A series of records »
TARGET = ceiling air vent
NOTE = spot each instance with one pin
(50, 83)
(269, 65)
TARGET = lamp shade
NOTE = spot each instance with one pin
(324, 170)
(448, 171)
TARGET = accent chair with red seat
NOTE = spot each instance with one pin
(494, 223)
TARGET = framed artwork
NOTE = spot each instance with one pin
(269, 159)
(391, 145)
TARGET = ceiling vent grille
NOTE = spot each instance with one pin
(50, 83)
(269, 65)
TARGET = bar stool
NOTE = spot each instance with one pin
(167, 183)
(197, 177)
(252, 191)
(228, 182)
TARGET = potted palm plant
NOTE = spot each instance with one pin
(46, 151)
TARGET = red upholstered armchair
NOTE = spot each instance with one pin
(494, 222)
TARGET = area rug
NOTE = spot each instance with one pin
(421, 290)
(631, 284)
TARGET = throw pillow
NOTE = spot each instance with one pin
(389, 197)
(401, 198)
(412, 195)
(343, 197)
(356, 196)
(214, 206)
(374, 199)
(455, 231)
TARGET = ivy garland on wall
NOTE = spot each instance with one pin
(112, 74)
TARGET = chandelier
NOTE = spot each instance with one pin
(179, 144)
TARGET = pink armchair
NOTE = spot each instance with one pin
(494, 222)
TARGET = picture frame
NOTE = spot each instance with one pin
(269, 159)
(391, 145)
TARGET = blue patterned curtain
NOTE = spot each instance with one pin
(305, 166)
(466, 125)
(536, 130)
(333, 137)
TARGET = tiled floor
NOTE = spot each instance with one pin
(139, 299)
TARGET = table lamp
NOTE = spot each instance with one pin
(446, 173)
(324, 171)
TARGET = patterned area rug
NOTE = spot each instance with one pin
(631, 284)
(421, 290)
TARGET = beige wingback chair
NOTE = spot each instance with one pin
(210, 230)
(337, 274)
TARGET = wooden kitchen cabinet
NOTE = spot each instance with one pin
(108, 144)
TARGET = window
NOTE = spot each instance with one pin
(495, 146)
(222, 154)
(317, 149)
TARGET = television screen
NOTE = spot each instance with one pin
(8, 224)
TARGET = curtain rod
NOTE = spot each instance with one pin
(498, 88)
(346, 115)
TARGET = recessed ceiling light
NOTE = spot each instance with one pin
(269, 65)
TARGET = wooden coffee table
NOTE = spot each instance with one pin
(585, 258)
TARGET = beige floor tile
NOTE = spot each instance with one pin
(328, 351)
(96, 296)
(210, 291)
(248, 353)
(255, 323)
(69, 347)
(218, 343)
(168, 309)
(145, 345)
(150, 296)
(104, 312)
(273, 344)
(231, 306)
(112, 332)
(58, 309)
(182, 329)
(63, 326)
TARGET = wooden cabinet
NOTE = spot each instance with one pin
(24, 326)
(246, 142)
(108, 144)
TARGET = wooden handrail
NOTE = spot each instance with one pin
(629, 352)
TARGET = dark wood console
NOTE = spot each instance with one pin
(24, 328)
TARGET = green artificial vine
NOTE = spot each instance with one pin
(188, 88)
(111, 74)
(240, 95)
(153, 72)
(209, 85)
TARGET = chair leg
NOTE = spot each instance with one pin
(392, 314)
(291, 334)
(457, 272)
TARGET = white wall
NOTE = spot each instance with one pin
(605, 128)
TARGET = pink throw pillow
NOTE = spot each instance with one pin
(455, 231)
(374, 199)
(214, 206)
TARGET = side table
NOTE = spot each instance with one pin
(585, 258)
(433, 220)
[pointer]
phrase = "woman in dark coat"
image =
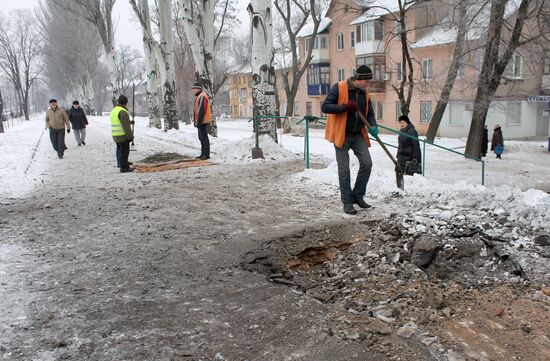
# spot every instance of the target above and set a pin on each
(409, 148)
(485, 142)
(497, 143)
(78, 120)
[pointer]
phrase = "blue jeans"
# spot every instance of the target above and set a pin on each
(57, 137)
(358, 144)
(203, 138)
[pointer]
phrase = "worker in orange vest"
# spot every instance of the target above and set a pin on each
(346, 131)
(202, 116)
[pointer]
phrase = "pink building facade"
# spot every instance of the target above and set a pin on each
(353, 34)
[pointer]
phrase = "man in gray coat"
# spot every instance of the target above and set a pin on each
(57, 121)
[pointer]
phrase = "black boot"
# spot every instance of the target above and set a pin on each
(361, 203)
(348, 209)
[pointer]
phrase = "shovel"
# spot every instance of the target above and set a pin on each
(398, 171)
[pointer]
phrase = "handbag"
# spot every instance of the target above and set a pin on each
(412, 167)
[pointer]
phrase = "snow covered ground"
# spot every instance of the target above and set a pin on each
(516, 185)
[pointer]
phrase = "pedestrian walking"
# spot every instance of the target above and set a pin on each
(485, 142)
(497, 143)
(57, 121)
(202, 116)
(409, 157)
(346, 131)
(78, 120)
(121, 131)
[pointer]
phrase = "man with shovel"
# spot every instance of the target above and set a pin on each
(346, 131)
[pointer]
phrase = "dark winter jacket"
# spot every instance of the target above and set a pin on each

Instruction » Return each line of the material above that contains the string "vent", copying every such line in full.

Worked solution »
TARGET = ceiling air vent
TARGET = ceiling vent grille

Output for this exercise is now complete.